Goal:
Copy the rows below word for word, beginning at the line that contains "Would you mind telling me where the double" and ending with the last line of the rows.

Information provided:

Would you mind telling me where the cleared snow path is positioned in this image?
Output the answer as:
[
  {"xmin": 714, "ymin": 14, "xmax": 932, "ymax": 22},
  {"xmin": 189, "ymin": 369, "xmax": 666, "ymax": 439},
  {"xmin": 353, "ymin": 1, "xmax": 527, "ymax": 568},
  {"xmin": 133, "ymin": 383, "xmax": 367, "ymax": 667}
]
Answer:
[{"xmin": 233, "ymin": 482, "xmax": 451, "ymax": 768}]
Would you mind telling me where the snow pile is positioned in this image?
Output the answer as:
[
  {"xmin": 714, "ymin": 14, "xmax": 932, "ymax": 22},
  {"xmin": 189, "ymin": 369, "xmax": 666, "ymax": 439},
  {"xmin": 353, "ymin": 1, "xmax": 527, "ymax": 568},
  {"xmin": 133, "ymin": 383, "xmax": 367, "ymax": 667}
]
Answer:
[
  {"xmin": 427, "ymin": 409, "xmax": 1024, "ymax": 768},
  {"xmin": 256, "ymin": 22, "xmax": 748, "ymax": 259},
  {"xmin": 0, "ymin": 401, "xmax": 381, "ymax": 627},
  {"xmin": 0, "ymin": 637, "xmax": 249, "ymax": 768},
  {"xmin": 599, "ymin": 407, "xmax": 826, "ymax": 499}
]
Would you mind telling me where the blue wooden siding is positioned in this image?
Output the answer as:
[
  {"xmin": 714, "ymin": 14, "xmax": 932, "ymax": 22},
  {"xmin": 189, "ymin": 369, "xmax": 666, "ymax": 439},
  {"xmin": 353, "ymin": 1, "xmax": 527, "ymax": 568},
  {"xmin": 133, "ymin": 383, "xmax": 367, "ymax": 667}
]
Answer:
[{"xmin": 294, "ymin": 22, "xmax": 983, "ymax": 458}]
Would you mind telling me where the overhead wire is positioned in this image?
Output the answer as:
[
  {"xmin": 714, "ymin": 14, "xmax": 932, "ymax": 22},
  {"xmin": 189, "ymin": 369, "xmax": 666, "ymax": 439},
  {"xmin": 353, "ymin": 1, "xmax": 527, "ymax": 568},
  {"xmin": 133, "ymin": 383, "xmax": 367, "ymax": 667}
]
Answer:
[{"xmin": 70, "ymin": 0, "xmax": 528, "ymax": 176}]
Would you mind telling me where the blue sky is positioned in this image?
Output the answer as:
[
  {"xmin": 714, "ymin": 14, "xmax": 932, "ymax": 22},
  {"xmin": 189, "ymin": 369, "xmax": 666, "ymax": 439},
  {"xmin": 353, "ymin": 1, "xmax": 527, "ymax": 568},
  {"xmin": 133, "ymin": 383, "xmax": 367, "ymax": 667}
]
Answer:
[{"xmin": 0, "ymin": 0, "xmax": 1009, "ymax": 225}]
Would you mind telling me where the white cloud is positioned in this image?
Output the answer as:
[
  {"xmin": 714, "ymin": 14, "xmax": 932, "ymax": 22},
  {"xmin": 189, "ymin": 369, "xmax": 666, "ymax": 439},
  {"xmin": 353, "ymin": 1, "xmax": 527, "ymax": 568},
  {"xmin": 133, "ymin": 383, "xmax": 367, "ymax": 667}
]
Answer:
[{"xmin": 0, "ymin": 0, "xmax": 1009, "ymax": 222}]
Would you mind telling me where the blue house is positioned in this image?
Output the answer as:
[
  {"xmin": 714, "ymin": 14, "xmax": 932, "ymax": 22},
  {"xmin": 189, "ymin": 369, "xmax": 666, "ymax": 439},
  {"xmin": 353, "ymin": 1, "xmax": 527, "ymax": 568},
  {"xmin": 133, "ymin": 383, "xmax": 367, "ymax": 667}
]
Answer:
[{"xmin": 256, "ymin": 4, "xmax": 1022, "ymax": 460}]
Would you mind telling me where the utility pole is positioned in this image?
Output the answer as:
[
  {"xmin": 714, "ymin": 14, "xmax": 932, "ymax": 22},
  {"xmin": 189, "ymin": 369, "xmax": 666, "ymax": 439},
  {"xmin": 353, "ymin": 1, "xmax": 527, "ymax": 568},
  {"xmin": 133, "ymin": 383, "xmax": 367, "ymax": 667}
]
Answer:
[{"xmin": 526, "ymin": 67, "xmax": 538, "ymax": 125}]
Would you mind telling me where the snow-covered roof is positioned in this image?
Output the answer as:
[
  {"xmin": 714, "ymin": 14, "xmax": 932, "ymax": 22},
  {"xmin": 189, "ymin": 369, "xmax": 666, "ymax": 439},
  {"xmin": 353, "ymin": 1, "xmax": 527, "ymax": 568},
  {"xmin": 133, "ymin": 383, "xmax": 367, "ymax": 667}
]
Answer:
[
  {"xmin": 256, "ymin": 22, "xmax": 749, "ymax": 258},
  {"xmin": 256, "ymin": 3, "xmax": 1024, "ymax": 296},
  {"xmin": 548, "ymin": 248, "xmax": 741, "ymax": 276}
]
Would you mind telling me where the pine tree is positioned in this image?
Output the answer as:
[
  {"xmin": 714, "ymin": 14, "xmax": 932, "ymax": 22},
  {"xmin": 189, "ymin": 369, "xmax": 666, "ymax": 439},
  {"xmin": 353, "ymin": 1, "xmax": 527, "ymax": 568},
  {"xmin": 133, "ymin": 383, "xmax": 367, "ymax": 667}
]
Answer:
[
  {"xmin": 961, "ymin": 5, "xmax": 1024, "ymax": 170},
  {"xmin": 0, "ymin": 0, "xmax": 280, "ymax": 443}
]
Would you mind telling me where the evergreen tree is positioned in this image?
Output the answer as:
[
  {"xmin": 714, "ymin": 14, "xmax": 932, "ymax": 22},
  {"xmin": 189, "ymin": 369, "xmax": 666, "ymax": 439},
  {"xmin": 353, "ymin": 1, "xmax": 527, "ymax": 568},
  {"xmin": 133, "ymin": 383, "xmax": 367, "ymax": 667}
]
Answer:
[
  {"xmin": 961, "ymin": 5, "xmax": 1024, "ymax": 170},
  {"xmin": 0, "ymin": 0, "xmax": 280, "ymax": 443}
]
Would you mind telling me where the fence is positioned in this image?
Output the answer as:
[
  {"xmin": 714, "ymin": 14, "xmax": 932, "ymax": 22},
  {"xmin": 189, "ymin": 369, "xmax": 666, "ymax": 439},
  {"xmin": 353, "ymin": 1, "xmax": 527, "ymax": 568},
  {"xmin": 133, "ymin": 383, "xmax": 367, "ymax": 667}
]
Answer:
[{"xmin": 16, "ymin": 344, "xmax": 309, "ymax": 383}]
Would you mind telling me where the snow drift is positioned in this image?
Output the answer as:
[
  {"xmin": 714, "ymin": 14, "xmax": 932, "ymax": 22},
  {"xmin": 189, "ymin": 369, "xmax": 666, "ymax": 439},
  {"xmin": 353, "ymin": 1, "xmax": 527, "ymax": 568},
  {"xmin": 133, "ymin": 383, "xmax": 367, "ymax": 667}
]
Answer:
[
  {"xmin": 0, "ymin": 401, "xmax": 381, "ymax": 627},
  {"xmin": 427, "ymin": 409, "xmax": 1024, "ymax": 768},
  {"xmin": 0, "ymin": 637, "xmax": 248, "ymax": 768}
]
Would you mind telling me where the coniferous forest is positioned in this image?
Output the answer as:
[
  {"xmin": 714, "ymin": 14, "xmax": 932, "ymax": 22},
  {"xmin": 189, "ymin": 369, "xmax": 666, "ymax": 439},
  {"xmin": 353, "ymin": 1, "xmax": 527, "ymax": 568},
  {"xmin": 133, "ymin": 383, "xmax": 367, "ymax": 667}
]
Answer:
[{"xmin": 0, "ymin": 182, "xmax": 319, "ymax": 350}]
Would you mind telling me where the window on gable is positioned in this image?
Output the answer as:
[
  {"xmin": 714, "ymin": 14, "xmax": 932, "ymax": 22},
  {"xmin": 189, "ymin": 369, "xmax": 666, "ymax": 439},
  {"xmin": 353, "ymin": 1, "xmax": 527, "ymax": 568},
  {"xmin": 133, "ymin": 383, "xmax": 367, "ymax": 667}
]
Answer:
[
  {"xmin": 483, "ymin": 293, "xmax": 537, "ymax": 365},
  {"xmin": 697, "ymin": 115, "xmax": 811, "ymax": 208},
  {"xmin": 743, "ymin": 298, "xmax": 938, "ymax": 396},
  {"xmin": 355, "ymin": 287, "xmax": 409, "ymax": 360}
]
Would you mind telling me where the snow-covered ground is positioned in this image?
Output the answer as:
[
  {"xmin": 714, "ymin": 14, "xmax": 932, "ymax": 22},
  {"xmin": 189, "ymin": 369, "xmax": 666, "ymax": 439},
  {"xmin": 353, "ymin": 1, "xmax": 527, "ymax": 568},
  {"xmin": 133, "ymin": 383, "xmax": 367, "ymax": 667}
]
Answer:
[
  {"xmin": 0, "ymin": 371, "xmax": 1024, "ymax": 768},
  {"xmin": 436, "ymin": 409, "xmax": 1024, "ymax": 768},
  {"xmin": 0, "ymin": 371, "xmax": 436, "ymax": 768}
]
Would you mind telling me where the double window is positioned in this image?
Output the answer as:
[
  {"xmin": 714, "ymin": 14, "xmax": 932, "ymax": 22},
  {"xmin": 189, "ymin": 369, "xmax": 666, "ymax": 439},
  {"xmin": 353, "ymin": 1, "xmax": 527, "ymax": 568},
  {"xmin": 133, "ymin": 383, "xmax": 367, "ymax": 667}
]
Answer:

Correct output:
Would you mind telling me where the double window is positioned in this image?
Output the answer as:
[
  {"xmin": 714, "ymin": 14, "xmax": 932, "ymax": 22},
  {"xmin": 189, "ymin": 369, "xmax": 666, "ymax": 439},
  {"xmin": 353, "ymin": 1, "xmax": 527, "ymax": 568},
  {"xmin": 133, "ymin": 383, "xmax": 367, "ymax": 667}
]
Answer:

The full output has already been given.